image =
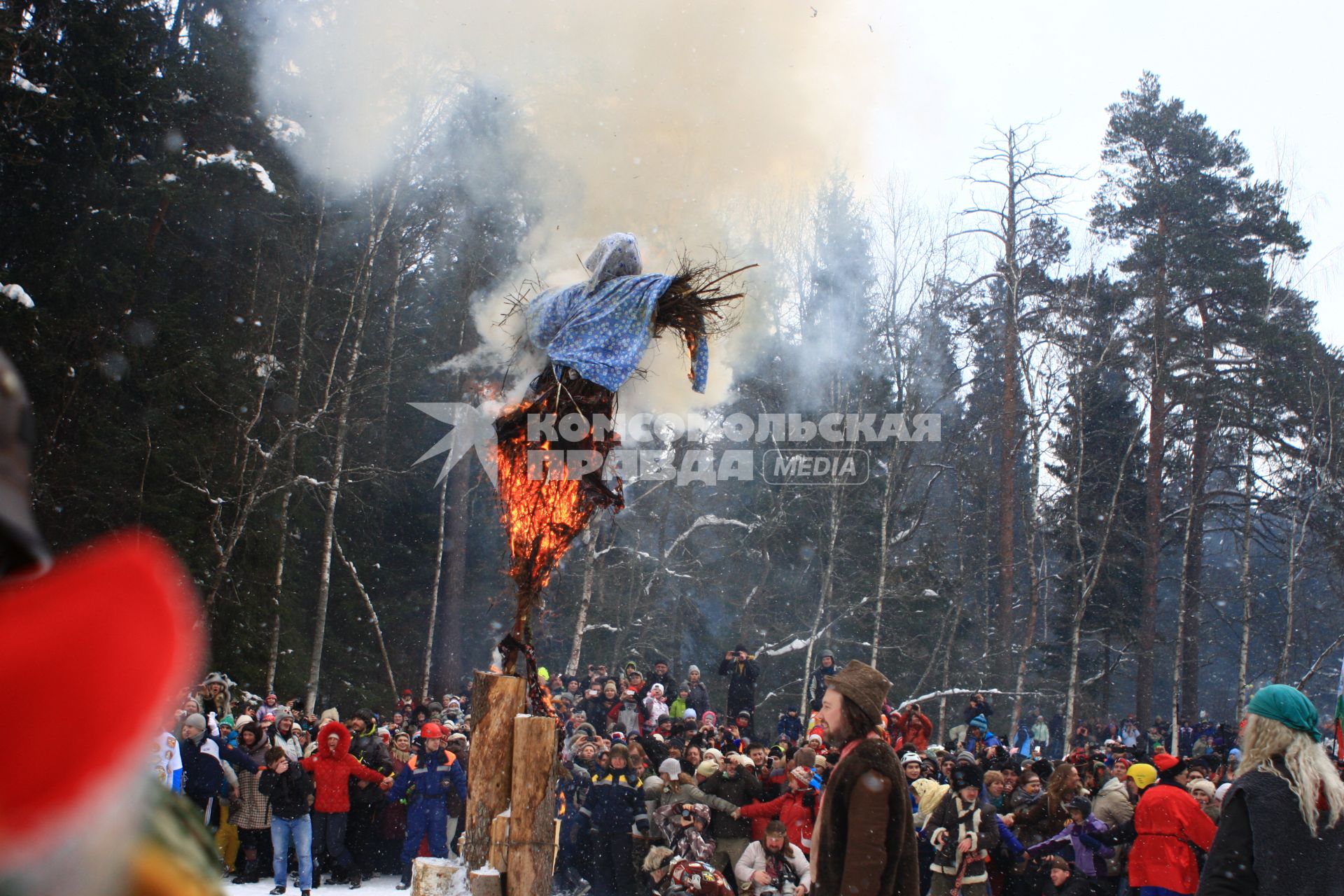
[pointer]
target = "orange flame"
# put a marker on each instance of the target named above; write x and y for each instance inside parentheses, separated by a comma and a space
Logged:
(543, 512)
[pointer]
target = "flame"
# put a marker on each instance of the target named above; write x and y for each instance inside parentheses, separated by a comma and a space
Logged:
(543, 505)
(543, 512)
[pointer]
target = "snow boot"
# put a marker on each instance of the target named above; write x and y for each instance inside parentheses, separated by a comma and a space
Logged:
(251, 874)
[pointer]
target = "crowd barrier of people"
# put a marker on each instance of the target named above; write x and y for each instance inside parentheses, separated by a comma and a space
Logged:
(659, 793)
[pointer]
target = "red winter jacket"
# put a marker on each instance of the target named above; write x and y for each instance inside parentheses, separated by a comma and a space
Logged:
(790, 811)
(916, 729)
(332, 770)
(1167, 821)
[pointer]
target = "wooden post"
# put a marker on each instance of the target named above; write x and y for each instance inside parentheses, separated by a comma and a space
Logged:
(533, 817)
(496, 700)
(486, 883)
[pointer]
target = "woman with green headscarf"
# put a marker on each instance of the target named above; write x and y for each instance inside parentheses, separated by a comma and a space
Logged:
(1281, 828)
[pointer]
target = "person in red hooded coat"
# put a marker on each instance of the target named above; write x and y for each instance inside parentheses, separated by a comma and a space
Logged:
(332, 767)
(797, 809)
(1167, 824)
(913, 729)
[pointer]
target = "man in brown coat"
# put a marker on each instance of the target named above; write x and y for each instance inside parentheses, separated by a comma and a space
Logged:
(864, 843)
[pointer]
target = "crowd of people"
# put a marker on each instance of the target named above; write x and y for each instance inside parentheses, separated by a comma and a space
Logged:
(659, 793)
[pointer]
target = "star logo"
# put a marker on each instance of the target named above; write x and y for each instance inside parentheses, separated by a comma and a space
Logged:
(472, 429)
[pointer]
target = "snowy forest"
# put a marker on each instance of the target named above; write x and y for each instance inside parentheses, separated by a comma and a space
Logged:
(1133, 505)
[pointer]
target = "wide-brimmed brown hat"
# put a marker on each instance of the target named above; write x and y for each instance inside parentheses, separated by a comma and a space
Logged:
(864, 685)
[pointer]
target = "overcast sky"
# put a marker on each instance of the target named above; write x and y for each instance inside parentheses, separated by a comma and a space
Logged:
(1272, 71)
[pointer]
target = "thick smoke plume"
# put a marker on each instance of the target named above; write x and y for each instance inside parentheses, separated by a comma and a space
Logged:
(654, 118)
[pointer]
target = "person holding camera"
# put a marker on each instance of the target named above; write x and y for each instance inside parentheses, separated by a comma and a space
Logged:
(796, 809)
(742, 672)
(683, 876)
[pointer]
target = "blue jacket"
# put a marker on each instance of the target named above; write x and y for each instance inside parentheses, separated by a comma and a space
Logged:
(430, 776)
(615, 802)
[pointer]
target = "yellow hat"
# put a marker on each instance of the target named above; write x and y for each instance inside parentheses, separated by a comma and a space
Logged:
(1142, 774)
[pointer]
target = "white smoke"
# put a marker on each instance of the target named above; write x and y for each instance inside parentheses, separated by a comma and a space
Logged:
(655, 118)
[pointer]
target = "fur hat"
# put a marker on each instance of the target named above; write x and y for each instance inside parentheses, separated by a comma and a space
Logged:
(967, 777)
(863, 685)
(657, 858)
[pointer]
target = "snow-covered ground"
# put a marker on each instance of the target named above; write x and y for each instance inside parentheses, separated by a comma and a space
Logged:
(381, 884)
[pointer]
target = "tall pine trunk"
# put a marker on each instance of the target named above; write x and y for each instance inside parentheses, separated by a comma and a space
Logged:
(1247, 593)
(436, 592)
(299, 365)
(359, 311)
(1154, 500)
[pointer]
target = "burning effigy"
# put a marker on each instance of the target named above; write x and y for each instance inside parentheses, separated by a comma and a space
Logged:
(594, 335)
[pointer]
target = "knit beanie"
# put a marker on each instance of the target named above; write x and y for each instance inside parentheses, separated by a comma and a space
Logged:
(1142, 774)
(1203, 786)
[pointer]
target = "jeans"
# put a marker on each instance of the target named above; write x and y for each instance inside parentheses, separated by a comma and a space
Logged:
(613, 875)
(426, 816)
(300, 832)
(330, 839)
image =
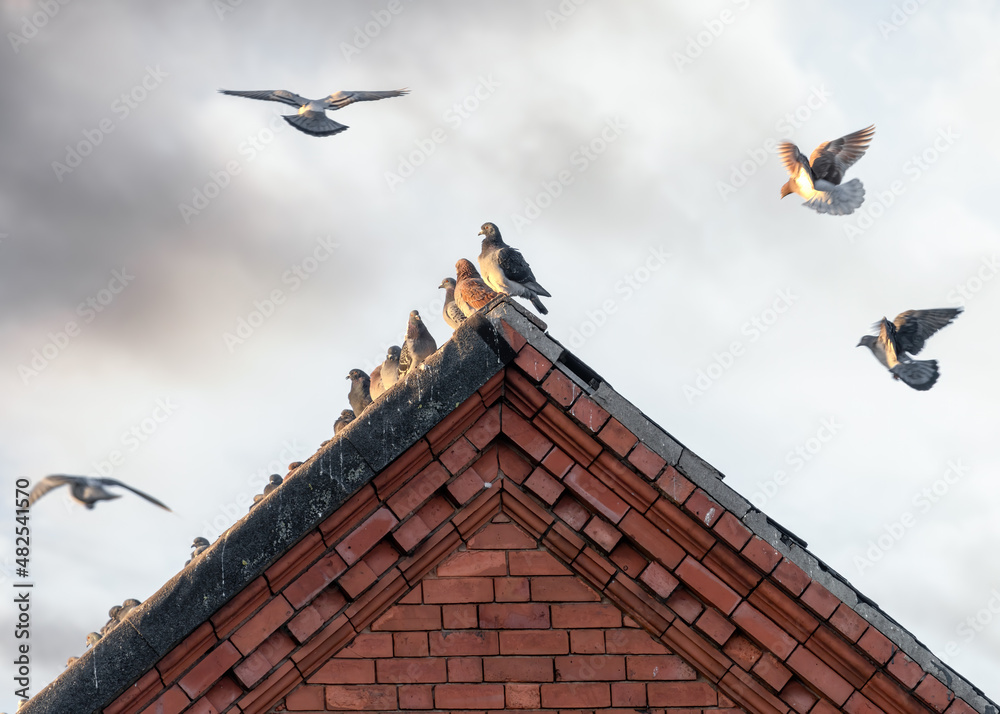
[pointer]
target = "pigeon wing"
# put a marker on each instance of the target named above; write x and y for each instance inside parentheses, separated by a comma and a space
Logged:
(270, 95)
(47, 484)
(339, 100)
(116, 482)
(832, 158)
(793, 159)
(315, 123)
(913, 327)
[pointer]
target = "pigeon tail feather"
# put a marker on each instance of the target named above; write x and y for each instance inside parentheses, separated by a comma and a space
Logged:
(314, 123)
(919, 374)
(836, 200)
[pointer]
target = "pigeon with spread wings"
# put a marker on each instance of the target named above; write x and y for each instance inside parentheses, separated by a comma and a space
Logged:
(85, 490)
(818, 178)
(311, 117)
(905, 336)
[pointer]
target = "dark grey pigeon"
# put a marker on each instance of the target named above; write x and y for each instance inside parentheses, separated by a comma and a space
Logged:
(418, 345)
(85, 490)
(199, 546)
(505, 270)
(905, 336)
(311, 117)
(360, 395)
(453, 315)
(818, 178)
(345, 418)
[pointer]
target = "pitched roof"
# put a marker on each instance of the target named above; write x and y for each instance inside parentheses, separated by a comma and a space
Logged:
(507, 431)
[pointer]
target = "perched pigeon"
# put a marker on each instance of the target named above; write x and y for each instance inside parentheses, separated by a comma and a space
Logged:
(471, 293)
(818, 179)
(85, 490)
(272, 483)
(112, 619)
(905, 336)
(360, 395)
(345, 418)
(311, 117)
(453, 314)
(199, 546)
(418, 345)
(506, 271)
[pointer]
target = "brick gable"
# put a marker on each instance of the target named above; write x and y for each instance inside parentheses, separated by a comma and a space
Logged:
(540, 546)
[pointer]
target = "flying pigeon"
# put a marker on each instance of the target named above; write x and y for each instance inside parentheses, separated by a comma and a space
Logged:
(418, 345)
(905, 336)
(453, 314)
(85, 490)
(199, 546)
(360, 395)
(311, 117)
(471, 293)
(505, 269)
(818, 179)
(345, 418)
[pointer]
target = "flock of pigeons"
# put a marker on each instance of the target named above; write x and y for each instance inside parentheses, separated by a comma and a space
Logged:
(503, 270)
(818, 180)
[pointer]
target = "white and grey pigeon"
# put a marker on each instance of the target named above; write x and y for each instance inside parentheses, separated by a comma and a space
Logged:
(818, 178)
(360, 395)
(418, 345)
(905, 336)
(505, 270)
(311, 117)
(199, 546)
(85, 490)
(453, 314)
(345, 418)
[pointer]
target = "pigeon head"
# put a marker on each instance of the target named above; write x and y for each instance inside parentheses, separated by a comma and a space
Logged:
(490, 232)
(465, 270)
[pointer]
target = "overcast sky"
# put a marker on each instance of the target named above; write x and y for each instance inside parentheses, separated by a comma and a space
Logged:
(185, 280)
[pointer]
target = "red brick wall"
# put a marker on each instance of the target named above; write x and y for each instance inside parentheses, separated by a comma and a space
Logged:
(502, 625)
★ ★ ★
The problem = Check each line of the material above for "people", count those that have it, and answer with the number alone.

Your response = 2